Entries taken from a collection
────────────────────

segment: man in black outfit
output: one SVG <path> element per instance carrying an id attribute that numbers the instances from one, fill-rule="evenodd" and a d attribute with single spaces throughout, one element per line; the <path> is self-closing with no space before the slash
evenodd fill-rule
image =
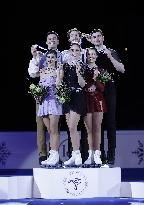
<path id="1" fill-rule="evenodd" d="M 106 48 L 103 44 L 104 35 L 100 29 L 95 29 L 87 36 L 87 40 L 91 42 L 98 51 L 97 66 L 107 70 L 112 74 L 112 80 L 105 85 L 104 96 L 107 104 L 107 113 L 105 115 L 107 138 L 108 138 L 108 164 L 114 165 L 115 147 L 116 147 L 116 88 L 115 80 L 119 72 L 124 73 L 124 65 L 119 59 L 115 50 Z M 102 160 L 105 162 L 104 151 L 104 130 L 102 131 L 101 139 Z"/>

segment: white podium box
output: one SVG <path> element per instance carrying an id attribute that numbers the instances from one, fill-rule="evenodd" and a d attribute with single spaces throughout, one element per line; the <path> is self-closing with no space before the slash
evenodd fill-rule
<path id="1" fill-rule="evenodd" d="M 121 169 L 34 168 L 33 176 L 41 198 L 76 199 L 120 197 Z"/>
<path id="2" fill-rule="evenodd" d="M 0 199 L 32 198 L 33 176 L 0 177 Z"/>

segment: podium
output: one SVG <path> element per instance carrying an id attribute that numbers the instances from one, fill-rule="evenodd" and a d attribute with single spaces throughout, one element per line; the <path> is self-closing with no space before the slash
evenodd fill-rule
<path id="1" fill-rule="evenodd" d="M 34 168 L 33 176 L 41 198 L 45 199 L 120 197 L 119 167 Z"/>

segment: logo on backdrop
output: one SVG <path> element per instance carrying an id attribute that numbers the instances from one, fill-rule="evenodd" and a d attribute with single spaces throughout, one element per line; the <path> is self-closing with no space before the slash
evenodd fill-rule
<path id="1" fill-rule="evenodd" d="M 138 148 L 132 154 L 137 155 L 138 165 L 144 162 L 144 144 L 140 140 L 138 140 Z"/>
<path id="2" fill-rule="evenodd" d="M 0 144 L 0 164 L 2 166 L 6 165 L 7 159 L 10 155 L 11 155 L 11 153 L 6 146 L 6 143 L 2 142 Z"/>
<path id="3" fill-rule="evenodd" d="M 87 178 L 81 171 L 70 171 L 63 183 L 66 192 L 72 196 L 81 195 L 88 186 Z"/>

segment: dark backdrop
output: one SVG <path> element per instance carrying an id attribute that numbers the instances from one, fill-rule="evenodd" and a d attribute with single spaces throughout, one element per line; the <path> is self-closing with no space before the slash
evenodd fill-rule
<path id="1" fill-rule="evenodd" d="M 23 19 L 20 13 L 12 15 L 2 25 L 0 130 L 36 129 L 35 102 L 27 94 L 30 47 L 35 43 L 46 47 L 47 31 L 55 30 L 60 36 L 59 49 L 67 49 L 66 32 L 74 27 L 85 33 L 101 28 L 105 45 L 117 50 L 126 70 L 117 82 L 117 129 L 144 129 L 144 16 L 80 16 L 69 21 L 67 16 L 57 16 L 56 21 L 53 16 L 36 15 L 28 17 L 25 12 Z M 89 44 L 83 41 L 83 48 L 86 46 Z"/>

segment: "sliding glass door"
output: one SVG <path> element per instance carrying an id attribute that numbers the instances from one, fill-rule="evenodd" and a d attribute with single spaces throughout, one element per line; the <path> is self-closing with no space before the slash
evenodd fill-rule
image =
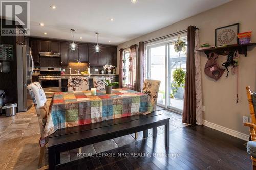
<path id="1" fill-rule="evenodd" d="M 181 39 L 186 43 L 185 36 Z M 174 51 L 177 40 L 176 37 L 167 42 L 147 45 L 146 76 L 148 79 L 161 81 L 157 105 L 182 113 L 184 85 L 177 87 L 174 74 L 186 71 L 186 49 L 179 55 Z"/>
<path id="2" fill-rule="evenodd" d="M 161 81 L 157 104 L 166 106 L 166 45 L 154 45 L 147 48 L 147 77 Z"/>
<path id="3" fill-rule="evenodd" d="M 186 39 L 184 39 L 183 40 L 186 43 Z M 174 74 L 182 71 L 186 72 L 186 49 L 184 49 L 179 55 L 179 53 L 174 50 L 174 44 L 175 42 L 171 42 L 168 45 L 169 52 L 168 107 L 178 112 L 182 113 L 183 109 L 184 84 L 182 84 L 180 87 L 177 87 L 174 79 Z M 184 74 L 184 76 L 185 75 Z"/>

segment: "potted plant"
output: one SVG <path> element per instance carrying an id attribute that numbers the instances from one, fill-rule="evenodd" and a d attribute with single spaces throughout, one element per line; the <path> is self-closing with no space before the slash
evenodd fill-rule
<path id="1" fill-rule="evenodd" d="M 170 97 L 174 98 L 174 95 L 176 93 L 179 88 L 183 88 L 185 84 L 185 78 L 186 77 L 186 72 L 181 68 L 176 69 L 173 74 L 173 78 L 174 81 L 172 83 L 173 93 L 171 94 Z"/>
<path id="2" fill-rule="evenodd" d="M 111 92 L 112 91 L 112 86 L 119 84 L 119 83 L 118 82 L 111 83 L 109 80 L 106 80 L 106 79 L 105 78 L 105 80 L 103 81 L 103 83 L 104 83 L 104 84 L 105 85 L 106 94 L 111 94 Z"/>

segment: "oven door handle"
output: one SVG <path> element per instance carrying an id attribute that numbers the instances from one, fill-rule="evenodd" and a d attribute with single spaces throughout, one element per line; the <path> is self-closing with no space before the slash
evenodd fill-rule
<path id="1" fill-rule="evenodd" d="M 40 80 L 61 80 L 61 78 L 39 78 Z"/>

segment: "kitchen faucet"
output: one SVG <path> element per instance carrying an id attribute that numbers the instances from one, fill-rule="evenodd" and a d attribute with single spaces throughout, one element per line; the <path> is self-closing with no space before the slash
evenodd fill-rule
<path id="1" fill-rule="evenodd" d="M 77 70 L 75 70 L 75 71 L 76 71 L 76 72 L 77 72 L 77 74 L 78 74 L 78 75 L 80 75 L 80 69 L 78 69 L 78 71 L 77 71 Z"/>

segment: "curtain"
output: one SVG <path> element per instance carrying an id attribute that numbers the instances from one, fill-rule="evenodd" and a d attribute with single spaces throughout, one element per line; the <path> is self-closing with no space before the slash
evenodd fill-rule
<path id="1" fill-rule="evenodd" d="M 198 29 L 196 30 L 195 40 L 195 88 L 196 100 L 196 124 L 199 125 L 203 124 L 203 104 L 202 102 L 202 84 L 201 77 L 201 61 L 199 52 L 197 50 L 199 48 L 199 37 Z"/>
<path id="2" fill-rule="evenodd" d="M 142 91 L 142 86 L 145 80 L 145 43 L 139 42 L 138 57 L 136 60 L 136 81 L 135 90 L 137 91 Z"/>
<path id="3" fill-rule="evenodd" d="M 186 79 L 184 98 L 182 122 L 195 124 L 196 122 L 196 100 L 195 88 L 196 67 L 195 65 L 195 28 L 187 28 L 187 47 Z"/>
<path id="4" fill-rule="evenodd" d="M 132 45 L 130 47 L 130 57 L 129 59 L 129 70 L 130 75 L 129 84 L 127 84 L 127 87 L 132 90 L 135 90 L 135 82 L 136 80 L 136 57 L 137 45 Z"/>
<path id="5" fill-rule="evenodd" d="M 120 60 L 119 60 L 119 88 L 123 88 L 123 49 L 120 49 Z"/>

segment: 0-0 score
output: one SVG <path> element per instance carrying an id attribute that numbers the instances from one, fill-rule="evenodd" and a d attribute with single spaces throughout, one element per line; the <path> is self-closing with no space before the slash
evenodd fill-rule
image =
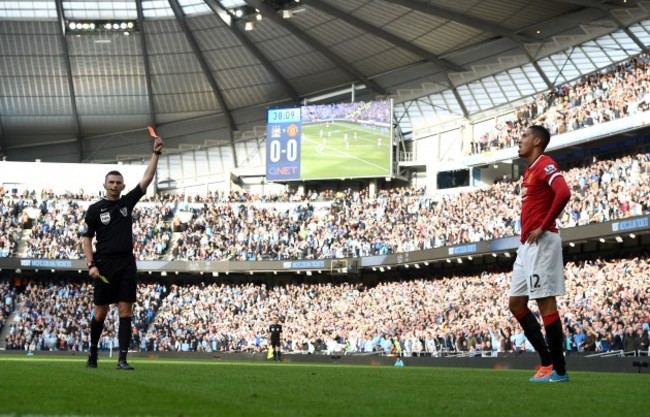
<path id="1" fill-rule="evenodd" d="M 298 141 L 296 139 L 287 140 L 286 149 L 282 149 L 282 141 L 273 139 L 270 143 L 269 159 L 271 162 L 280 162 L 282 154 L 286 154 L 286 160 L 294 162 L 298 158 Z"/>

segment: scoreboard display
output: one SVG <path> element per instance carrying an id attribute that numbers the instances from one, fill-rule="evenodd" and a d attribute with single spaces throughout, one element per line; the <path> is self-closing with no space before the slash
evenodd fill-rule
<path id="1" fill-rule="evenodd" d="M 266 179 L 391 177 L 392 102 L 268 109 Z"/>
<path id="2" fill-rule="evenodd" d="M 266 130 L 266 179 L 300 179 L 300 108 L 270 109 Z"/>

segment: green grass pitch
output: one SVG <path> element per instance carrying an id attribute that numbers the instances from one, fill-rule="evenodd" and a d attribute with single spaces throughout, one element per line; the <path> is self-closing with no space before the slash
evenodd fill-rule
<path id="1" fill-rule="evenodd" d="M 347 122 L 304 124 L 301 140 L 302 179 L 391 176 L 389 129 Z"/>
<path id="2" fill-rule="evenodd" d="M 0 416 L 639 416 L 650 376 L 467 368 L 0 356 Z"/>

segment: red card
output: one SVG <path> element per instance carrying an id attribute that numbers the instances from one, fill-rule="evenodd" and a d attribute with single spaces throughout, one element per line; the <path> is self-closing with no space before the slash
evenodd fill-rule
<path id="1" fill-rule="evenodd" d="M 153 127 L 151 127 L 151 126 L 147 126 L 147 129 L 149 129 L 149 134 L 151 135 L 152 138 L 155 139 L 155 138 L 158 137 L 158 135 L 156 134 L 156 131 L 154 130 Z"/>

────────────────────

● THE REQUEST
Switch "grass" to "turf" in the listing between the lines holding "segment: green grass pitch" and "0 416 L 639", inclusive, and write out only those lines with everything else left as it is.

● REPLY
segment: green turf pitch
output: one SVG <path> element per instance carrying an id attribute that numbers the instances from one, fill-rule="evenodd" and a d attribute with single spaces throughout, one element per line; the <path> is self-closing with no space before the slash
evenodd fill-rule
<path id="1" fill-rule="evenodd" d="M 347 122 L 304 124 L 301 140 L 302 179 L 391 176 L 389 129 Z"/>
<path id="2" fill-rule="evenodd" d="M 0 416 L 639 416 L 650 376 L 467 368 L 0 356 Z"/>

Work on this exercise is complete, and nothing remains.